**EXERCISE DATA**
==================================================
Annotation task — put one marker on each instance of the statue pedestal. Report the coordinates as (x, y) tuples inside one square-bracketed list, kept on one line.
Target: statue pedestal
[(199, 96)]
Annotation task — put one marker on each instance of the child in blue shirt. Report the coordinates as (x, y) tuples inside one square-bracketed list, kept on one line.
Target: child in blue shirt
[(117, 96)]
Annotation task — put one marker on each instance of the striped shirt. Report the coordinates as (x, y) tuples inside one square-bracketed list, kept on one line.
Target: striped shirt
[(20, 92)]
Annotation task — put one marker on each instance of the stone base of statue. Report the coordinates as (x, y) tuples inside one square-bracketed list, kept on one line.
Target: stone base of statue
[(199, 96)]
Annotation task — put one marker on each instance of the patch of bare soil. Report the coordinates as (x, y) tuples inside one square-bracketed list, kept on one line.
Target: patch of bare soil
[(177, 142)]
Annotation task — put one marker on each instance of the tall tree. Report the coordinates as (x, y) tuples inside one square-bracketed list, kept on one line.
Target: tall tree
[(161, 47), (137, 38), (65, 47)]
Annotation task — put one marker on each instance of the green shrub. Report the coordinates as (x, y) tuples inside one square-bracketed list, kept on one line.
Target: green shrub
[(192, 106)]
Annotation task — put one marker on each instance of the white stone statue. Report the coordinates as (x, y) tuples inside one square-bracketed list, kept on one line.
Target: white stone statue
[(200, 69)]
==================================================
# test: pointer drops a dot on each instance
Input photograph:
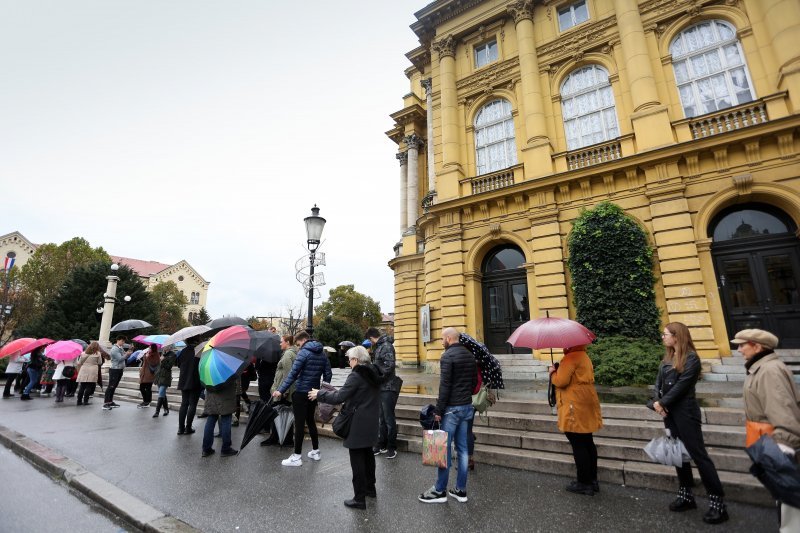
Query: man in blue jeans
==================================================
**DIRECTIONS FOR THIS TASK**
Copy back the listing above exactly, but only from the line with "of the statue" through the line with "of the child", both ends included.

**TASK OUTPUT**
Annotation task — put one marker on each instance of the statue pedestal. Report the coordinates as (x, y) tuples inside one square-bracketed list, kept on one line.
Target: statue pedestal
[(199, 96)]
Annotation task — put one marker on each instance of the child in blue shirt. Report the coordinates as (x, y) tuples inside one square-bracketed list, kept on one line.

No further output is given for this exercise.